------ DATA SUPPLIED
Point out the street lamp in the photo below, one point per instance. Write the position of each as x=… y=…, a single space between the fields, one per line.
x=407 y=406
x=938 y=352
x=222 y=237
------------
------ DATA SUPPLIED
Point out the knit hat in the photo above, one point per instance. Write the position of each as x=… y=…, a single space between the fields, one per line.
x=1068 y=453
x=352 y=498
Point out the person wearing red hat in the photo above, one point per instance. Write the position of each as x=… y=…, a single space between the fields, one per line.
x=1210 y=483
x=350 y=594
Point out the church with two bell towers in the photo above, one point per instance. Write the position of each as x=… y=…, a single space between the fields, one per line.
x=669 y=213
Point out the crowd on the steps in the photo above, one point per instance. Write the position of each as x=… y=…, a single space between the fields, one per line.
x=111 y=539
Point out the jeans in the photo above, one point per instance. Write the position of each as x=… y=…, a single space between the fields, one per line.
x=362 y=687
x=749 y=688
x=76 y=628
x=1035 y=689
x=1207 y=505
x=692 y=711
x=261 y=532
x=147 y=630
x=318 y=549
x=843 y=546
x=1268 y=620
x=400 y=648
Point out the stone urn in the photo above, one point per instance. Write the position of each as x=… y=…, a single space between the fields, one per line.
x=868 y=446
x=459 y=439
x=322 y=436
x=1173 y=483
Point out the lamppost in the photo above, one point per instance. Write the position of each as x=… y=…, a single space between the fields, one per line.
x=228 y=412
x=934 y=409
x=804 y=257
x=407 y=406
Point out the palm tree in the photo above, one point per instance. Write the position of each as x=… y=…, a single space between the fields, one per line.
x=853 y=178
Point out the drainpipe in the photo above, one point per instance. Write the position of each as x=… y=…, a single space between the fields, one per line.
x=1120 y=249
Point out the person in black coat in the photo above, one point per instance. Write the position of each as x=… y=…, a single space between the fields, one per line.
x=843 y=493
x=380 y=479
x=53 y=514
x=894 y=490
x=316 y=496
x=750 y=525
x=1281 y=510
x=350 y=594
------------
* [WORK REQUIRED]: Rewrite everything in the data above from the line containing "Point out the street" down to the line containing "x=222 y=237", swapping "street lamp" for "lamppost" and keeping all else the same. Give only those lines.

* [ANSWER FOR THIS EXERCISE]:
Point out the lamppost in the photo below, one point per instance. Write the position of each as x=… y=…, a single space between the fields, one per line.
x=407 y=406
x=938 y=352
x=222 y=237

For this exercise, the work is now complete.